* **REQUIREMENT**: Output the following lines verbatim, keeping their order, spelling, and punctuation unchanged.

* **RECORDS FOR THIS EXERCISE**:
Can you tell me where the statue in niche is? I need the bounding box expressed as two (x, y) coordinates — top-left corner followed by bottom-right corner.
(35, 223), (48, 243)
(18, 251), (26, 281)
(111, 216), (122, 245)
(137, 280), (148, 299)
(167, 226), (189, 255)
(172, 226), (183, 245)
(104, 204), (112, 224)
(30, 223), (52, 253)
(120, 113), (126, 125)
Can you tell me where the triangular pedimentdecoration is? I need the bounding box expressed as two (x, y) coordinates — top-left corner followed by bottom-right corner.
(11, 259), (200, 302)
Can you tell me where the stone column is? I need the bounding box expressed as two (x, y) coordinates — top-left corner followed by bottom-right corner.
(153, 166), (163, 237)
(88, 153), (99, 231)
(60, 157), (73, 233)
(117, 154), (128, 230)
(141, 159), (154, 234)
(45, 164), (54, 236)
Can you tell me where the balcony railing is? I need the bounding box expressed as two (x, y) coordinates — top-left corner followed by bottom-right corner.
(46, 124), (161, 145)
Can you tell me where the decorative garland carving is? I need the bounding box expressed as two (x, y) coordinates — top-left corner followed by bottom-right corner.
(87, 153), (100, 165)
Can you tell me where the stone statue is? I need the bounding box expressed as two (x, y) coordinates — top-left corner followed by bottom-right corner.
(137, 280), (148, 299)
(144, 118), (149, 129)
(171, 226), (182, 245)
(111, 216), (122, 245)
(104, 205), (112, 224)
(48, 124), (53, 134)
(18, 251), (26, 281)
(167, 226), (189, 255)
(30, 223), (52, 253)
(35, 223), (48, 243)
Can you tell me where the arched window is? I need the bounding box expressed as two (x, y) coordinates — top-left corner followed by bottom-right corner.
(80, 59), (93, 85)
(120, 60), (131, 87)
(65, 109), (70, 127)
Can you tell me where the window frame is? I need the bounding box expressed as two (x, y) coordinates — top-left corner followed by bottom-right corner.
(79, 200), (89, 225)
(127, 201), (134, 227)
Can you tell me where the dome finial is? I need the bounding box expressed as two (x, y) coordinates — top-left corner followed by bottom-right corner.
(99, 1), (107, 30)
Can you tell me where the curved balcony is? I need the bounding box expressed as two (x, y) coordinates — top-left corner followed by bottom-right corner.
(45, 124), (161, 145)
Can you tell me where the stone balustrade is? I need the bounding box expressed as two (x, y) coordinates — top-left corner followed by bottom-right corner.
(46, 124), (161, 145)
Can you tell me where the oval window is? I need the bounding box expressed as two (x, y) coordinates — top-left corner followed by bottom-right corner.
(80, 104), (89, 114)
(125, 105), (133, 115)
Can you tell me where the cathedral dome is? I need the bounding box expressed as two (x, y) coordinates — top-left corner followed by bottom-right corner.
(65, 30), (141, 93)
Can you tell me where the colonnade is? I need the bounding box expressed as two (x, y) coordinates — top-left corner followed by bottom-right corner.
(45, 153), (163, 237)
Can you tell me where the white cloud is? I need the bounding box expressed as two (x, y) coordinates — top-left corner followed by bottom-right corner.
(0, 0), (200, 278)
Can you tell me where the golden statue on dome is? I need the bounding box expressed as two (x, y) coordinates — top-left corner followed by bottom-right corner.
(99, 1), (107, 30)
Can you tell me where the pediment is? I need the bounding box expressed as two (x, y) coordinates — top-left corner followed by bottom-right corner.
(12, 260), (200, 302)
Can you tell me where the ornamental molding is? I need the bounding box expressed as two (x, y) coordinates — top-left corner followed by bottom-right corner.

* **REPLY**:
Can you tell me where the statue in niche is? I need the bounding box expressed as two (x, y) coordinates — top-left corner followed by bottom-right corner.
(35, 223), (48, 243)
(18, 251), (26, 281)
(111, 216), (122, 245)
(137, 280), (148, 299)
(167, 226), (189, 255)
(172, 226), (183, 245)
(104, 204), (112, 224)
(30, 223), (52, 253)
(120, 113), (126, 125)
Can you tell me where the triangular pedimentdecoration is? I need the bounding box expressed as two (x, y) coordinates — top-left corner followed by bottom-right corner.
(11, 259), (200, 302)
Can you tell me where the stone column is? I need the bounding box expressed as two (x, y) coordinates — top-left corner followed by bottom-right corner.
(153, 166), (163, 237)
(88, 153), (99, 231)
(60, 157), (73, 233)
(117, 154), (128, 230)
(141, 159), (154, 234)
(45, 164), (54, 236)
Can you tell me where the balcony railing is? I need the bounding box expressed as two (x, y) coordinates — top-left corner followed by bottom-right corner.
(46, 124), (161, 145)
Can you tell me where the decorative garland carving is? I need the bounding box expressed as two (x, y) coordinates — top-left corner followed by bottom-right corner.
(87, 153), (100, 165)
Can you tell me where the stone statue is? I need the bounding box expressed as two (x, y) coordinates — top-left corner followed by bottom-right corner.
(137, 280), (148, 299)
(144, 118), (149, 129)
(171, 226), (182, 245)
(111, 216), (122, 245)
(104, 205), (112, 224)
(48, 124), (53, 134)
(18, 251), (26, 281)
(167, 226), (189, 255)
(30, 223), (52, 253)
(35, 223), (48, 243)
Can you tell me where the arched window is? I need the bounding box expressed as two (x, y) coordinates — top-left corner followed by bottom-right corner.
(80, 59), (93, 85)
(120, 60), (131, 87)
(65, 109), (70, 127)
Can you tell me where the window frame is? I need the bounding box expressed as two (x, y) coordinates — top-left corner followed by bottom-right corner.
(79, 200), (89, 225)
(127, 201), (134, 227)
Can you tell me where the dome finial is? I need the bounding box expressed as two (x, y) coordinates — top-left corner followed by bottom-right corner.
(99, 1), (107, 30)
Can you tell me where the curved balcony is? I need the bounding box expressed as two (x, y) coordinates — top-left corner followed by bottom-right corner.
(45, 124), (161, 145)
Can you tell me where the stone balustrade is? I need the bounding box expressed as two (x, y) coordinates — top-left corner followed by bottom-right corner.
(46, 124), (161, 145)
Can you tell me where the oval window is? I need the bounding box expressed as two (x, y) coordinates — top-left corner followed by bottom-right corner.
(80, 104), (89, 114)
(125, 105), (133, 115)
Can you tell me where the cathedral dome is? I need the bounding box expressed as two (x, y) coordinates — top-left corner followed by bottom-right corner.
(65, 30), (141, 93)
Can you tell me where the colonnade is? I need the bounding box expressed as two (x, y) coordinates — top-left corner followed by bottom-right corner.
(45, 153), (163, 237)
Can you tell me where the white cloud is? I need the bounding box expressed as two (x, y) coordinates — top-left corner followed by bottom-right corner.
(0, 0), (200, 278)
Can you tell me where the golden statue on dome is? I need the bounding box expressed as two (x, y) coordinates — top-left corner followed by bottom-right corner.
(99, 1), (107, 30)
Can you tell me where the pediment is? I need the bounding box expressed as two (x, y) coordinates — top-left corner followed by bottom-right corner.
(12, 260), (200, 302)
Can you tell me where the ornamental molding is? I need the bounding box expressed as two (x, y) coordinates — top-left corner followed by bottom-right corner.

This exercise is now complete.